Put the lines of the material below into a numbered list, from the line containing "saucer. Write the coordinates, one line per instance." through the final line of the material, skipping any blank lines.

>>>

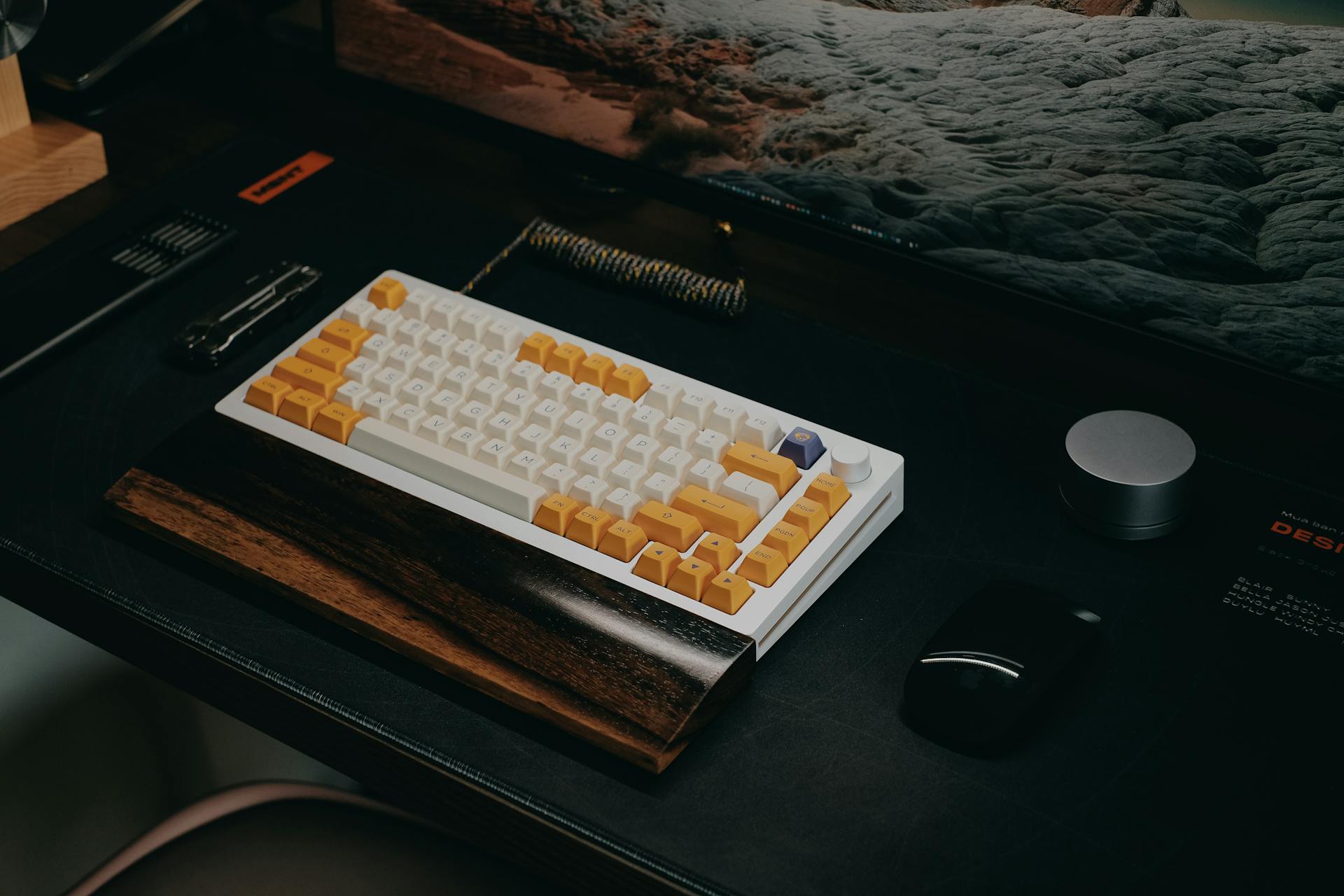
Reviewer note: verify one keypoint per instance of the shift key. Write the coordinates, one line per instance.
(717, 514)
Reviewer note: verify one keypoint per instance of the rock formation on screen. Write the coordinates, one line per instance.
(1174, 174)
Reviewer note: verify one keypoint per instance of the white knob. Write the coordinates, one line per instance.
(850, 461)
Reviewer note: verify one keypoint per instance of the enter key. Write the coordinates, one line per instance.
(717, 514)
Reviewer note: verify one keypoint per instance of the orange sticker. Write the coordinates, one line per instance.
(280, 181)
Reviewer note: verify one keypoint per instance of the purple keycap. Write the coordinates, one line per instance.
(803, 448)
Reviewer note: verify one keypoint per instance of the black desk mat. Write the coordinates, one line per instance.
(1199, 748)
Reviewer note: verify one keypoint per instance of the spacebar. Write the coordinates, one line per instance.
(472, 479)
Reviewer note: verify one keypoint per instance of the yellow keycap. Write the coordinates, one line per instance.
(718, 551)
(718, 514)
(336, 422)
(323, 354)
(668, 526)
(690, 578)
(787, 539)
(387, 293)
(622, 540)
(806, 514)
(762, 566)
(656, 564)
(268, 393)
(628, 381)
(830, 492)
(556, 512)
(596, 370)
(589, 527)
(307, 375)
(302, 407)
(537, 348)
(727, 592)
(778, 472)
(566, 359)
(349, 335)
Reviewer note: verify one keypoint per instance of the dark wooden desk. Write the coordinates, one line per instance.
(838, 678)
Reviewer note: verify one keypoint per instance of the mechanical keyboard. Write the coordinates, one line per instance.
(734, 511)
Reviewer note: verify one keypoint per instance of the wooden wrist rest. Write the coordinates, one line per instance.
(613, 665)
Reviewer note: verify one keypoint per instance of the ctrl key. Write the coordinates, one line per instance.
(268, 393)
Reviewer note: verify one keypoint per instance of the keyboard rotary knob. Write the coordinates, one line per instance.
(850, 461)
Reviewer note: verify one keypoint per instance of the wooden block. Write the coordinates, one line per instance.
(14, 105)
(45, 162)
(628, 672)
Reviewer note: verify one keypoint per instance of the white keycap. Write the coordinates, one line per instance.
(528, 466)
(468, 354)
(362, 370)
(641, 449)
(660, 486)
(585, 397)
(556, 386)
(578, 425)
(385, 321)
(416, 391)
(757, 495)
(417, 304)
(647, 421)
(379, 405)
(436, 429)
(526, 375)
(440, 343)
(472, 324)
(413, 332)
(407, 416)
(461, 379)
(616, 409)
(664, 397)
(353, 393)
(558, 479)
(432, 368)
(377, 348)
(359, 311)
(679, 431)
(707, 475)
(622, 503)
(518, 400)
(496, 453)
(596, 463)
(726, 418)
(565, 450)
(388, 381)
(445, 403)
(489, 391)
(496, 363)
(467, 441)
(628, 475)
(711, 445)
(477, 481)
(504, 336)
(609, 437)
(673, 461)
(549, 413)
(504, 426)
(405, 358)
(762, 431)
(589, 491)
(444, 314)
(534, 438)
(695, 407)
(473, 414)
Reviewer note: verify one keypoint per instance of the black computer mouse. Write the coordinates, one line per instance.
(984, 671)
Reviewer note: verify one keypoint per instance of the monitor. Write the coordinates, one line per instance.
(1172, 166)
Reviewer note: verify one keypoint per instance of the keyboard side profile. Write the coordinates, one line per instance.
(616, 469)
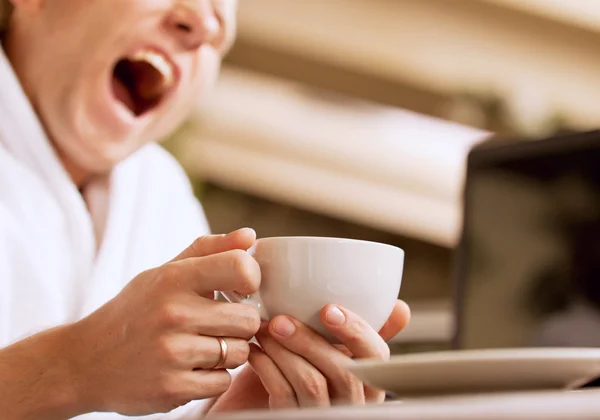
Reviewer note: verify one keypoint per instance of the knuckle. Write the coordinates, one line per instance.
(384, 352)
(355, 332)
(246, 269)
(169, 350)
(169, 390)
(166, 276)
(172, 315)
(349, 382)
(250, 319)
(314, 386)
(283, 394)
(240, 353)
(221, 383)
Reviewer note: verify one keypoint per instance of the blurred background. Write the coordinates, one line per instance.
(354, 118)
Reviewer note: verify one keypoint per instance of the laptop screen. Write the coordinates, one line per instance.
(529, 259)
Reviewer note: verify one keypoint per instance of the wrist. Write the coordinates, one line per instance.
(37, 379)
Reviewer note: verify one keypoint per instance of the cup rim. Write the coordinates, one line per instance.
(328, 239)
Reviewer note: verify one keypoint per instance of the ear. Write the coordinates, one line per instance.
(30, 6)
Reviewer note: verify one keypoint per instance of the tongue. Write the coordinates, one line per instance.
(148, 81)
(122, 94)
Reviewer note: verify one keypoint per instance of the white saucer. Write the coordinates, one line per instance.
(475, 371)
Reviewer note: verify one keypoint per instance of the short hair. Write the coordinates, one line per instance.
(227, 10)
(5, 11)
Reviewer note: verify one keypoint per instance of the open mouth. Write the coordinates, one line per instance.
(142, 81)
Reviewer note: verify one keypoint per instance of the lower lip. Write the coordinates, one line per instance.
(122, 115)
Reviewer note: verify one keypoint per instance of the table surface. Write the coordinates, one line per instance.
(539, 405)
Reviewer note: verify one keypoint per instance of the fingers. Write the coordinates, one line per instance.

<<<

● EXERCISE OUTPUT:
1. Reviewer note: verify one keypoint per instance of the white saucer. Write the coordinates, one line per instance.
2. (475, 371)
3. Reviewer note: verify one keypoint per instance of the short hair. Write the coordinates, one line per instance.
4. (227, 10)
5. (5, 11)
6. Reviewer note: verify one keypoint per instance of the open mouth. Write the coordinates, one line per instance.
7. (142, 81)
8. Reviewer note: verify one keypoint per instance of the lower lip. Write the coordinates, one line per instance.
9. (122, 115)
10. Reviewer note: verify one keypoint per instance of the table surface. Write the coordinates, one line per instance.
11. (539, 405)
12. Reviewer note: verify one keypoint per instance of the fingers. Write the coordinates, one line per instance.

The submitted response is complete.